== Segment start ==
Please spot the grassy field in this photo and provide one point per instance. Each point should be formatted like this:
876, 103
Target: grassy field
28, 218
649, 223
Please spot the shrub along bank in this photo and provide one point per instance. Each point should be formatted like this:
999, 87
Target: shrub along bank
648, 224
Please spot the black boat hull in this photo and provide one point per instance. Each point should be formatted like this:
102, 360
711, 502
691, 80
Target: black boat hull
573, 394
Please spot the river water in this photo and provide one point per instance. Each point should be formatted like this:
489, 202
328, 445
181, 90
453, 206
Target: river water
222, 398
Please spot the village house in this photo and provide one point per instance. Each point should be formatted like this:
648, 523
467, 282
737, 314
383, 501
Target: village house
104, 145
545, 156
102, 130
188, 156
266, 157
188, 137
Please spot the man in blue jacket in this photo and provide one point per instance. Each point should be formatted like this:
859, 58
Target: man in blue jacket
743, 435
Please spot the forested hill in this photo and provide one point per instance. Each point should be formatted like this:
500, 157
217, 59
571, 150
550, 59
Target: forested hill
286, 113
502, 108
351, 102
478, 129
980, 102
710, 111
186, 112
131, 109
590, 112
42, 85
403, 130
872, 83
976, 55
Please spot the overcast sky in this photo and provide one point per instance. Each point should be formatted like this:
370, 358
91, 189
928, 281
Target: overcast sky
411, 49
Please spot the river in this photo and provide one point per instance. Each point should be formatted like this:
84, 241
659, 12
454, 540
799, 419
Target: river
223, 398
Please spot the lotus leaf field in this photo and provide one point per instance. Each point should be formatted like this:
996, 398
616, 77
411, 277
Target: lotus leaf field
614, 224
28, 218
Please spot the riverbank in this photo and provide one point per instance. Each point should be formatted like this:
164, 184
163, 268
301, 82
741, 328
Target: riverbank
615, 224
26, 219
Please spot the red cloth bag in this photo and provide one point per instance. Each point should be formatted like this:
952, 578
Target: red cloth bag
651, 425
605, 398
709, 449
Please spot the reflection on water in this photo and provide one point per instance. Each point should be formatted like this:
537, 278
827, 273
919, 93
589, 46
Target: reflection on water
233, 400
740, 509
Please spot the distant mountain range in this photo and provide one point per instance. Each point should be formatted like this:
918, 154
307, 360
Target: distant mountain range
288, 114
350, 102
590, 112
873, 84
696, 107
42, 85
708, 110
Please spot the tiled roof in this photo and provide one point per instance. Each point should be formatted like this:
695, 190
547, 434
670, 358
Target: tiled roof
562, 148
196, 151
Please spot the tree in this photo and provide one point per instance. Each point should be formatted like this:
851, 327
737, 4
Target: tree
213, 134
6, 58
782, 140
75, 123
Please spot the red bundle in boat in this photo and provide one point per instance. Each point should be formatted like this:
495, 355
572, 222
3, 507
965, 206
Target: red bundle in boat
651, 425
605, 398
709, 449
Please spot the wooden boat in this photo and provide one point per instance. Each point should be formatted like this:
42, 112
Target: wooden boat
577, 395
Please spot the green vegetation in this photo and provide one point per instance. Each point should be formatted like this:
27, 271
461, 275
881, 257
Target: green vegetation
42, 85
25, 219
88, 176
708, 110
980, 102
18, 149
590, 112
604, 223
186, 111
== Segment end ==
== Segment start ==
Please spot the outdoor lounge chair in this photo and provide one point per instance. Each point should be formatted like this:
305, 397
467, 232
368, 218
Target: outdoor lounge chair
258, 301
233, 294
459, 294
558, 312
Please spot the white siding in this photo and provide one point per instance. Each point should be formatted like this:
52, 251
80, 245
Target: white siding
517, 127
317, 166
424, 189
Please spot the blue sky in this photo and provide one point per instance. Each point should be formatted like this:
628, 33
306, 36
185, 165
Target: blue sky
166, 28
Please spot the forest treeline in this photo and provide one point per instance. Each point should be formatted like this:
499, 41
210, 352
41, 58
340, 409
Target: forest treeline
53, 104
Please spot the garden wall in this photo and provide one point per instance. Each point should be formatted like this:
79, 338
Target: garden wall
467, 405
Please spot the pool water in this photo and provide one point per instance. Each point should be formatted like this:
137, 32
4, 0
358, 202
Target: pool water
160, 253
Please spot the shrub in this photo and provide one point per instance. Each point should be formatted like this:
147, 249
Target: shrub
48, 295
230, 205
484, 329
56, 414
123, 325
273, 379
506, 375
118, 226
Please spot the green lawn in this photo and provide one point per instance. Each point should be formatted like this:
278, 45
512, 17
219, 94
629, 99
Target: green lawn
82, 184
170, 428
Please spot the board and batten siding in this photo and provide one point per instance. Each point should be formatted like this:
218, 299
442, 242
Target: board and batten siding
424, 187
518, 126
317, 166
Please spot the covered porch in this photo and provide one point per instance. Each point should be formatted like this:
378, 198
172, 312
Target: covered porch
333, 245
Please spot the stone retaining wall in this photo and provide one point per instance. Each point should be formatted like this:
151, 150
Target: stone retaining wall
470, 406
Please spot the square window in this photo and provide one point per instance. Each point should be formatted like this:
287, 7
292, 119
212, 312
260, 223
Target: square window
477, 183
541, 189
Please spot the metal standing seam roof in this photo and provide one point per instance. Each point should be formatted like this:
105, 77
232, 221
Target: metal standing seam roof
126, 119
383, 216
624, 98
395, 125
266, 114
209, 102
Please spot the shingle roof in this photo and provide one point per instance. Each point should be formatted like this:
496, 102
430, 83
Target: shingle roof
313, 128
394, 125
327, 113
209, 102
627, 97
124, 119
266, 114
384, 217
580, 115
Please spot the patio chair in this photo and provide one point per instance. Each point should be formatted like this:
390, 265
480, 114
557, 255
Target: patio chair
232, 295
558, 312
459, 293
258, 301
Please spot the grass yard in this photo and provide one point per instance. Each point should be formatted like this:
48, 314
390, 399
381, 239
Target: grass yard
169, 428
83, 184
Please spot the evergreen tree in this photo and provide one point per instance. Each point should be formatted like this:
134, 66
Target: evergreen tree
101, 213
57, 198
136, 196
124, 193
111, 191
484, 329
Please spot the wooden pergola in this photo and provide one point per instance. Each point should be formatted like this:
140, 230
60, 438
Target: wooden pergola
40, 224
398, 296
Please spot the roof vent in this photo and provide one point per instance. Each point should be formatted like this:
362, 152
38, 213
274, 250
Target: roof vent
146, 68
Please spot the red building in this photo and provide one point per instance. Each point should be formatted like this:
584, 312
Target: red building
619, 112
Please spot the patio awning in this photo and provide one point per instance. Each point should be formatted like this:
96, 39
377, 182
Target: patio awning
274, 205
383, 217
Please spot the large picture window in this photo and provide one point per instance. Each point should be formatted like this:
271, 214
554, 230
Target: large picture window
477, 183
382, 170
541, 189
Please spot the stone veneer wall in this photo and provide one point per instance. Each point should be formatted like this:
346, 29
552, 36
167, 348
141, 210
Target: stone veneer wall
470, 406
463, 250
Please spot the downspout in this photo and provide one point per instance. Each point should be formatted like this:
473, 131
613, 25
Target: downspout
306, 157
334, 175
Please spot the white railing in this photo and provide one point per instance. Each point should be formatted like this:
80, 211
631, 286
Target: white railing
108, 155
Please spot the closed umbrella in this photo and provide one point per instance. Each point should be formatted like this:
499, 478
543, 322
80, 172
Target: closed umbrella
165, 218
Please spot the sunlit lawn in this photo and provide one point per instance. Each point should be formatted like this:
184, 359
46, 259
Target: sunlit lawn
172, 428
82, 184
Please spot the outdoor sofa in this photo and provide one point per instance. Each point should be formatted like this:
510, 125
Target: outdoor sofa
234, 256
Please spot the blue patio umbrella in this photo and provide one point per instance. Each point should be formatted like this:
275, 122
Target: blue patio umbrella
== Segment end ==
== Segment start ==
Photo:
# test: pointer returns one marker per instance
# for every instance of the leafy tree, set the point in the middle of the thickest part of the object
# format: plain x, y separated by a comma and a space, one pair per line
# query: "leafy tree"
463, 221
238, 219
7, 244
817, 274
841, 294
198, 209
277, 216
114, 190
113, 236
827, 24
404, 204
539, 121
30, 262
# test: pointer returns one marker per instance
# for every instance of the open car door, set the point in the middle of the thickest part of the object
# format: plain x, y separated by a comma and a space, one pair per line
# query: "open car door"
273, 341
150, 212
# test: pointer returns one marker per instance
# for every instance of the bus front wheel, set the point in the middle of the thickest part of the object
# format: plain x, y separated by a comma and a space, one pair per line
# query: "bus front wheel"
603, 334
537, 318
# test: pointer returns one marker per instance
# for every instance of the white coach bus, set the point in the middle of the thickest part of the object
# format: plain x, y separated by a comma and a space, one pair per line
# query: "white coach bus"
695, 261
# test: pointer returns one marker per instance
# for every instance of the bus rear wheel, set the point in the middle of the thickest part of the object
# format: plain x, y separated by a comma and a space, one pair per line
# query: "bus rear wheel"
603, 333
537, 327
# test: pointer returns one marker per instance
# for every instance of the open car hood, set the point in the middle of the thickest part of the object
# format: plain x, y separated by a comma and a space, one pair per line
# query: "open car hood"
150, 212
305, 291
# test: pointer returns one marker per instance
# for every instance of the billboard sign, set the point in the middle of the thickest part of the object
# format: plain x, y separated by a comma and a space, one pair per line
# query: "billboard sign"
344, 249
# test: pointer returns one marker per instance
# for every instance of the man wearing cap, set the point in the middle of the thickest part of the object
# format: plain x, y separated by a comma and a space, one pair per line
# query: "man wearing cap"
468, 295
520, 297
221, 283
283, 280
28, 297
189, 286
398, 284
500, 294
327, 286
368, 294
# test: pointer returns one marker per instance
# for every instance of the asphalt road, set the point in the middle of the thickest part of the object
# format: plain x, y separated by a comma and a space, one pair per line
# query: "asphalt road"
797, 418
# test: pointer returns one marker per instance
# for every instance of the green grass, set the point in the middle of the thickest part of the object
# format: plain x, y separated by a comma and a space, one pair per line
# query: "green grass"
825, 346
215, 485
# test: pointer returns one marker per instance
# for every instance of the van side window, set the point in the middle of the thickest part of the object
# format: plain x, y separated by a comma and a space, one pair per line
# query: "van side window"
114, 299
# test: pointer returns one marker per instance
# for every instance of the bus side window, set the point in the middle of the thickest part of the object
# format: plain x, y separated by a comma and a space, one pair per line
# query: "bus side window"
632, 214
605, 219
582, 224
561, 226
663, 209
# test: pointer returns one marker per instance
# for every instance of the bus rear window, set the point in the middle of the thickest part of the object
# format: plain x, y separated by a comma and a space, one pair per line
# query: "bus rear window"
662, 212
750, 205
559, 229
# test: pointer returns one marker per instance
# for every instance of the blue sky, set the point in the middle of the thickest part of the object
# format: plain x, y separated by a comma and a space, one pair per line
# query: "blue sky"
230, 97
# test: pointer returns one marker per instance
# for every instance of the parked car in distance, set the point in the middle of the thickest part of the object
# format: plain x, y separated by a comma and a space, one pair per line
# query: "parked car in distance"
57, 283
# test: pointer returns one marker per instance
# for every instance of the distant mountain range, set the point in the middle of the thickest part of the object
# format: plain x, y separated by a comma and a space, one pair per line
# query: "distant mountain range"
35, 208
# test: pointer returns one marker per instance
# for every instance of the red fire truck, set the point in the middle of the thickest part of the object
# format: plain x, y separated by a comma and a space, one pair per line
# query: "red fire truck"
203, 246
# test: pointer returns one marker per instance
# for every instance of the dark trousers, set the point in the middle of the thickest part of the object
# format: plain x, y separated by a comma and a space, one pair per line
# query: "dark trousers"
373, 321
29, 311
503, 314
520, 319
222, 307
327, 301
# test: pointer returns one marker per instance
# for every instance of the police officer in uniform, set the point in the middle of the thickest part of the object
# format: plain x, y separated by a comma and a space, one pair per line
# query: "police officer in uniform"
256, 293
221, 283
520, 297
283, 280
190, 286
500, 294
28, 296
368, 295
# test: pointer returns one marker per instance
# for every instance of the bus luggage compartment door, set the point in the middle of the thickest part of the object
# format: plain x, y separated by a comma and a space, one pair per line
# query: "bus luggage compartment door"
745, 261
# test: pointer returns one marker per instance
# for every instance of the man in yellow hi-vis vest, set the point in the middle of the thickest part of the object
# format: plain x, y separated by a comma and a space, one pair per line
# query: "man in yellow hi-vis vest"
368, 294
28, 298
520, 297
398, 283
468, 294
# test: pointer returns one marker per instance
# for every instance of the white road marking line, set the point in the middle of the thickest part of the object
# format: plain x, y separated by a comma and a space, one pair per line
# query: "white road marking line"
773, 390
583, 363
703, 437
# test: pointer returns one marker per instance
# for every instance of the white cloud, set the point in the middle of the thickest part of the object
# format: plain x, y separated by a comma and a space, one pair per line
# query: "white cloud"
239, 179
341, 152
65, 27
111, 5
== Segment end ==
Only the lines above from the line with "Target: white railing" to the line with "Target: blue patio umbrella", those two lines included, should be reproduced exactly.

TASK RESULT:
Target: white railing
108, 155
Please spot the closed umbrella in this photo and provide one point per instance. Each point should be formatted like this:
499, 478
543, 322
80, 172
Target: closed umbrella
165, 218
Please spot the sunlit lawn in this photo and provide one point per instance. Each point should be formatted like this:
184, 359
46, 259
Target: sunlit lawn
172, 428
82, 184
Please spot the outdoor sofa in this photo and provide one point per instance. Each point should be formatted like this:
510, 125
Target: outdoor sofa
234, 256
Please spot the blue patio umbrella in this photo and provide one point per instance. Each point should be formatted like this:
275, 122
Target: blue patio umbrella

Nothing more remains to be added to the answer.